- The task -
Starting at the line that contains "Now, which portion of the image is the red wooden" and running through the end of the records, render each line as a string in a JSON list, leaving out any blank lines.

- Data supplied -

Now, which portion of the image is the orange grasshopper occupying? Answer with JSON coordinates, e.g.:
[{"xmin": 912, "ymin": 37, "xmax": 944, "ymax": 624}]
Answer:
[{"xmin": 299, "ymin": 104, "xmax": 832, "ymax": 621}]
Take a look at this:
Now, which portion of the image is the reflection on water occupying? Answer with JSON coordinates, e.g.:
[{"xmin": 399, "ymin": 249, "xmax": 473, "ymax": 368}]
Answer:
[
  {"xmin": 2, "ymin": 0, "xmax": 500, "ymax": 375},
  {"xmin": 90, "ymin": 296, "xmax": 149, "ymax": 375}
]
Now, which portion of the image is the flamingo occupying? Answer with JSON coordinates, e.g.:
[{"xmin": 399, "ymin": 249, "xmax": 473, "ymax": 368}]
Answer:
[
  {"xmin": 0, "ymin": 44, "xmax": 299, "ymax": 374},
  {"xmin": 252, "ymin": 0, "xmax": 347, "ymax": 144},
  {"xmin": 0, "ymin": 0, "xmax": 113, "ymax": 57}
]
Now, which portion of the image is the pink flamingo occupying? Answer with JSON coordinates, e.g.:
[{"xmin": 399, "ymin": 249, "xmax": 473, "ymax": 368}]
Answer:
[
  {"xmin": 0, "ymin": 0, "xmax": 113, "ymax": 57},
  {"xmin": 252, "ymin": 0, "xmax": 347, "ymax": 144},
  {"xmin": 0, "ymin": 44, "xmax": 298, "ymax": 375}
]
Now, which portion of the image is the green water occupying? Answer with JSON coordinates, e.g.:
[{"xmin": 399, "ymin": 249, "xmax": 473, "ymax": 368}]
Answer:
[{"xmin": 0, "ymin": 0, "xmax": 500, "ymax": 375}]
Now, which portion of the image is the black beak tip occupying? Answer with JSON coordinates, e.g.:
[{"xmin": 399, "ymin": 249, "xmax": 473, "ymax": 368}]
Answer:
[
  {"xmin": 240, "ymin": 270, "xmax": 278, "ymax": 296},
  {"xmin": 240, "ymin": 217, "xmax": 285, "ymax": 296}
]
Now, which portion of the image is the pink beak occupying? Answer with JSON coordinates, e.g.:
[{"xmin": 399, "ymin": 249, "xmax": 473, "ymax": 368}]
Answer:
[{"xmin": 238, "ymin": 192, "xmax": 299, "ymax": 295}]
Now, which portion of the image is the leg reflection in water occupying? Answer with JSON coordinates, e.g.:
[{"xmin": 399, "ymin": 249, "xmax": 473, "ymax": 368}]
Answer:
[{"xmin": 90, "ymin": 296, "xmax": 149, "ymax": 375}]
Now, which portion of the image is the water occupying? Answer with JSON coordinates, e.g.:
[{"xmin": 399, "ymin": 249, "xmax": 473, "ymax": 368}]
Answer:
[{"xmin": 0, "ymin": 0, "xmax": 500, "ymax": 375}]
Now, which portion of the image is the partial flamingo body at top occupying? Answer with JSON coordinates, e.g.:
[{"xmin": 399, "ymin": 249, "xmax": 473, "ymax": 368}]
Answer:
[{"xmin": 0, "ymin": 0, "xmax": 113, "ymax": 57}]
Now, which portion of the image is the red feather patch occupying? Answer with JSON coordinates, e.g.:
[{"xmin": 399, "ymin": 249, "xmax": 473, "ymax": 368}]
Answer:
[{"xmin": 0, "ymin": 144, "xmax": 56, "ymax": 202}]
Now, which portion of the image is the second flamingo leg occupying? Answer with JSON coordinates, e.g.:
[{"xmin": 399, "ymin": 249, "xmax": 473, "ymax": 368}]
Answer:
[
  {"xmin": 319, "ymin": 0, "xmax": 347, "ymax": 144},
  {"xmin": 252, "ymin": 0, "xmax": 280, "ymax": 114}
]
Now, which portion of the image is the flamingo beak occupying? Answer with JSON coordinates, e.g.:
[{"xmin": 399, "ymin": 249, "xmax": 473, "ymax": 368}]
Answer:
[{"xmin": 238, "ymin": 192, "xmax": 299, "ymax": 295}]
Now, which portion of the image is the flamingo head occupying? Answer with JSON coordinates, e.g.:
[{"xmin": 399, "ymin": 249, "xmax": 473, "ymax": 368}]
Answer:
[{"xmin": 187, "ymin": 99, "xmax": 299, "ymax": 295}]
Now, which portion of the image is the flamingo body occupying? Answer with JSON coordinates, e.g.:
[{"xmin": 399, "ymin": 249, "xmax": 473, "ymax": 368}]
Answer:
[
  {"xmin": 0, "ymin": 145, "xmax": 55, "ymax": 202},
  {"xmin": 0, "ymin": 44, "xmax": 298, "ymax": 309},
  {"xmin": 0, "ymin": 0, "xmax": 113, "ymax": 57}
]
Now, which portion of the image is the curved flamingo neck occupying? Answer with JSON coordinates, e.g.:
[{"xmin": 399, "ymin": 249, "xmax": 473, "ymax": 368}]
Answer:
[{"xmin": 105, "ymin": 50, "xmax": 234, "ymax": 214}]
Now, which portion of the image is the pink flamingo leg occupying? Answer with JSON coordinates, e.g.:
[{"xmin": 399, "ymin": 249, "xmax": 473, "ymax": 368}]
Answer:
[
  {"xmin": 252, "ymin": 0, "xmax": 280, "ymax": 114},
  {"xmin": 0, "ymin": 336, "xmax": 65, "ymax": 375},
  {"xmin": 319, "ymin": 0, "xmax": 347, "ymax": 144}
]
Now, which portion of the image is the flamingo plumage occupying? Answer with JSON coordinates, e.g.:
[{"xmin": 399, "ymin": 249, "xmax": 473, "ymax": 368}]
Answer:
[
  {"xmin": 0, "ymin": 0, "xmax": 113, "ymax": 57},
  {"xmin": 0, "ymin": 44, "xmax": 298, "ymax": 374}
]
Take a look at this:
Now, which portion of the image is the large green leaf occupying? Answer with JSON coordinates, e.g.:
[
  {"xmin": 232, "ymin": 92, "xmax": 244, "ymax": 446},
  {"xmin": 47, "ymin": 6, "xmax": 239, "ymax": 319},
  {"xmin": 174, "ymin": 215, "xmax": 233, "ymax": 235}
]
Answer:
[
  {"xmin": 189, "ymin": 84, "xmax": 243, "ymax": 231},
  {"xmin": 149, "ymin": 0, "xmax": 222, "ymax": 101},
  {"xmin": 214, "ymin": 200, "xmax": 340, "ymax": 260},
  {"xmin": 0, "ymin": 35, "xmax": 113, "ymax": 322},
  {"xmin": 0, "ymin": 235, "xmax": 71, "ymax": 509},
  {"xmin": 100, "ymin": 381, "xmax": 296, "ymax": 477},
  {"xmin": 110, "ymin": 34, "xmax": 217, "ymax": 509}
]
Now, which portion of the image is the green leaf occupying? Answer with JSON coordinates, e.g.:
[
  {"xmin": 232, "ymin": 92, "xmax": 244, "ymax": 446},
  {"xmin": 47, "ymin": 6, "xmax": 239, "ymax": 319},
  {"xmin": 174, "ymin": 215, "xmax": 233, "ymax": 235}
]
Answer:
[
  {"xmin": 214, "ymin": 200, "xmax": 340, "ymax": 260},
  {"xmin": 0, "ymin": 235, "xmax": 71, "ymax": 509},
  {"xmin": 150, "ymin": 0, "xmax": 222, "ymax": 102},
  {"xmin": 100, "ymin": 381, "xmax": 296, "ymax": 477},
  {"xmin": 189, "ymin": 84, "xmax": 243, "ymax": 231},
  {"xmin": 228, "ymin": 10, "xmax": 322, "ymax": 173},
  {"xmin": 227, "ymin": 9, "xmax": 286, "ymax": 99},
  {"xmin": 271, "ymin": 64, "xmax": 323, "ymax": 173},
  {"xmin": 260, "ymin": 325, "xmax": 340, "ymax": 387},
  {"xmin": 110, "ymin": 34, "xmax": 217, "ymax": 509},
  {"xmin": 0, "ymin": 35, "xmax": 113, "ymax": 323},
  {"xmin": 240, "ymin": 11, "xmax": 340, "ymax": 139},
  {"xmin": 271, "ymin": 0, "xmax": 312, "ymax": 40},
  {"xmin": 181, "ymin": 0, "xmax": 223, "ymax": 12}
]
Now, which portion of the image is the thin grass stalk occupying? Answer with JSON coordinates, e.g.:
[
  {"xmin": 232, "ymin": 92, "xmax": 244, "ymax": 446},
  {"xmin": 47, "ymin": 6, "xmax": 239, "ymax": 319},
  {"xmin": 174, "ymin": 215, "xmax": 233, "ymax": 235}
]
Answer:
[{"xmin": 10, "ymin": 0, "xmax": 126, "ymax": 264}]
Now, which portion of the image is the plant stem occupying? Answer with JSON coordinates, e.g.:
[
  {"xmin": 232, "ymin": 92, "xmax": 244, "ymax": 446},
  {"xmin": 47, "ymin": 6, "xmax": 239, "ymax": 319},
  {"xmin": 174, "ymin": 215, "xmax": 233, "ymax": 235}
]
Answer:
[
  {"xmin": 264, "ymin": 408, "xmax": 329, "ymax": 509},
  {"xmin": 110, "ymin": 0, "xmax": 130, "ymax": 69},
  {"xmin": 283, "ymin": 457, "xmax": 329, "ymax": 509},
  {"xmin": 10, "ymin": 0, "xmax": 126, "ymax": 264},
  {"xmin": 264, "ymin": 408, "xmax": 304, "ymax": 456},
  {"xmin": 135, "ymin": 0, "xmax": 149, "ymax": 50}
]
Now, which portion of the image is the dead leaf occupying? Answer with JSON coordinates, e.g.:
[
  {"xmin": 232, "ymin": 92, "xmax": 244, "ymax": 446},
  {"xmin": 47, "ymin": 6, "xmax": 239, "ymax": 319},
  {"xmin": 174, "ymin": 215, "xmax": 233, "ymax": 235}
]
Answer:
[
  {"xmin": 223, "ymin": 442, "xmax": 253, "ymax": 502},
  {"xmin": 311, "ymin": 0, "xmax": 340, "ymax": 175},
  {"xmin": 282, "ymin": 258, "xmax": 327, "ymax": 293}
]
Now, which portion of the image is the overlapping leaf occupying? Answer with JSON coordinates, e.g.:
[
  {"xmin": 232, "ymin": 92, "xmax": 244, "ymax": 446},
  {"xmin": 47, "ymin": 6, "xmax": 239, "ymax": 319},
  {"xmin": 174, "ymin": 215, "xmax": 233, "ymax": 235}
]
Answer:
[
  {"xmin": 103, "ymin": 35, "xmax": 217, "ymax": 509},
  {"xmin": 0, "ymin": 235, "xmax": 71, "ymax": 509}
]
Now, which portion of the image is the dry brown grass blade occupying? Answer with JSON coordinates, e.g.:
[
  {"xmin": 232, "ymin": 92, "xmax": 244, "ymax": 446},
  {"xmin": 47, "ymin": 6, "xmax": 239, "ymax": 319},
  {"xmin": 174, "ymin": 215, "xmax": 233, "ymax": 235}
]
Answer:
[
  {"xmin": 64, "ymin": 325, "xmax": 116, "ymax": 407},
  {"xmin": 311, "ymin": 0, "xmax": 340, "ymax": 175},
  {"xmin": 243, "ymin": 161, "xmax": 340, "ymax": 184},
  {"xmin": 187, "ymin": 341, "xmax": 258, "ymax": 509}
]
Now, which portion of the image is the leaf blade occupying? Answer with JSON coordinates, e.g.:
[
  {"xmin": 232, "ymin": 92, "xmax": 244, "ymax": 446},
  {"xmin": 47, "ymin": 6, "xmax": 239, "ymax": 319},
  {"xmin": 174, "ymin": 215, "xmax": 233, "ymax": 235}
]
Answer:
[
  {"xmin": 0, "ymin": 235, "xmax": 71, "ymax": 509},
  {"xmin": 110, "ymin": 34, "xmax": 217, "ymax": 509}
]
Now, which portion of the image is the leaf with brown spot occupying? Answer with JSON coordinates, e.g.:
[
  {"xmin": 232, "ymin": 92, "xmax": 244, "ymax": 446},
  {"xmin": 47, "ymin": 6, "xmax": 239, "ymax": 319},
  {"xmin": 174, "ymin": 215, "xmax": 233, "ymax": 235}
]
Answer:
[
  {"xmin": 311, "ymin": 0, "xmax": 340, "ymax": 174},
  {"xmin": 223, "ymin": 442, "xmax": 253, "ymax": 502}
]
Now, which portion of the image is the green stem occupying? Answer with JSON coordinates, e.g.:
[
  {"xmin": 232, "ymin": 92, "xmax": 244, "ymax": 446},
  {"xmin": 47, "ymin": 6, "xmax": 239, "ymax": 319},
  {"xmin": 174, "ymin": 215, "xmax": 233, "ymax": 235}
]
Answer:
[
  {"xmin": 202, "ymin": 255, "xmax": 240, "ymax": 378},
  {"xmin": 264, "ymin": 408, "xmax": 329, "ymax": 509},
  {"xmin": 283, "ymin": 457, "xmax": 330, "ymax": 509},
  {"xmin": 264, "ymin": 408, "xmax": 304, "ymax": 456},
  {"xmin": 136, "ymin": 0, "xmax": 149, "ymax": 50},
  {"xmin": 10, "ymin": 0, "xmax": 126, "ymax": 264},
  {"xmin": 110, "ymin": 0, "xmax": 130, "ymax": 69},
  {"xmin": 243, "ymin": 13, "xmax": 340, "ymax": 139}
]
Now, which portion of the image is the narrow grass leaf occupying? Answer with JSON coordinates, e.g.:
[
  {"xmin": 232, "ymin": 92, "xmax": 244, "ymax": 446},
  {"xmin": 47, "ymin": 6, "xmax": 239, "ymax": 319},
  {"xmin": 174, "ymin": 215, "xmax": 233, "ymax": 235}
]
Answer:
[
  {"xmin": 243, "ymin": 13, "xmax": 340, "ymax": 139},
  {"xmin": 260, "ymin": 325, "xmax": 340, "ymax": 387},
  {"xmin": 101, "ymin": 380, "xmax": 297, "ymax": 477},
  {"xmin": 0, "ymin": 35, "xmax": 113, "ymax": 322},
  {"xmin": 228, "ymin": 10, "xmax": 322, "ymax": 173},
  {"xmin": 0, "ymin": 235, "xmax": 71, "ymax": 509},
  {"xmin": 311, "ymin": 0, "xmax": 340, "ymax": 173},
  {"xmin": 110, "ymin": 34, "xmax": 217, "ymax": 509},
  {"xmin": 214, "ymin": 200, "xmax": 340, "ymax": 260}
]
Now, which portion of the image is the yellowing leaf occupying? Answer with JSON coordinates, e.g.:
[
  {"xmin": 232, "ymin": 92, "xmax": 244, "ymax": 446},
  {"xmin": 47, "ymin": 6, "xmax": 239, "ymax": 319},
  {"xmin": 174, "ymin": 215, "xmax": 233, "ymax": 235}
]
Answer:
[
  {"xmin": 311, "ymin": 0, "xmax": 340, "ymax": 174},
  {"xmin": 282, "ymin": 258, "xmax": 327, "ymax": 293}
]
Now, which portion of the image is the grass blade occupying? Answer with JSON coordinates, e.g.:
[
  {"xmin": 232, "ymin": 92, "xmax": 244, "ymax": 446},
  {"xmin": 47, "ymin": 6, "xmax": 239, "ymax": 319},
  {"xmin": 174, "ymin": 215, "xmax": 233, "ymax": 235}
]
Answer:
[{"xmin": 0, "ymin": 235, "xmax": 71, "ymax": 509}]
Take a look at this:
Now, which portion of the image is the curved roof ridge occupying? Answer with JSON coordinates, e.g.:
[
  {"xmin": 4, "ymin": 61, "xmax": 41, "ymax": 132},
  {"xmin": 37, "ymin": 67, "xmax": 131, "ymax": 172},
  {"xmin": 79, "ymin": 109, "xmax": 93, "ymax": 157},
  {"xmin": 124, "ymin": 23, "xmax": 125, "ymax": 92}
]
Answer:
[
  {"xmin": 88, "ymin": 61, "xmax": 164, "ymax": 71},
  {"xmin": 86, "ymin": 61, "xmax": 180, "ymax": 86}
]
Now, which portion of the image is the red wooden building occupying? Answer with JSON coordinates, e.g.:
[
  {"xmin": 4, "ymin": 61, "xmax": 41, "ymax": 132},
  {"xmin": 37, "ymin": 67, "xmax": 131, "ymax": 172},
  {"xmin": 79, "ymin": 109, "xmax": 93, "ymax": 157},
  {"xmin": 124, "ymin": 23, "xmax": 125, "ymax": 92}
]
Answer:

- Output for this exercise -
[
  "Now, which portion of the image is the red wooden building occupying? Answer with JSON coordinates, e.g.:",
  "[",
  "  {\"xmin\": 4, \"ymin\": 61, \"xmax\": 41, \"ymax\": 132},",
  "  {\"xmin\": 37, \"ymin\": 67, \"xmax\": 131, \"ymax\": 172},",
  "  {\"xmin\": 79, \"ymin\": 109, \"xmax\": 93, \"ymax\": 157},",
  "  {\"xmin\": 124, \"ymin\": 23, \"xmax\": 125, \"ymax\": 92}",
  "]",
  "Answer:"
]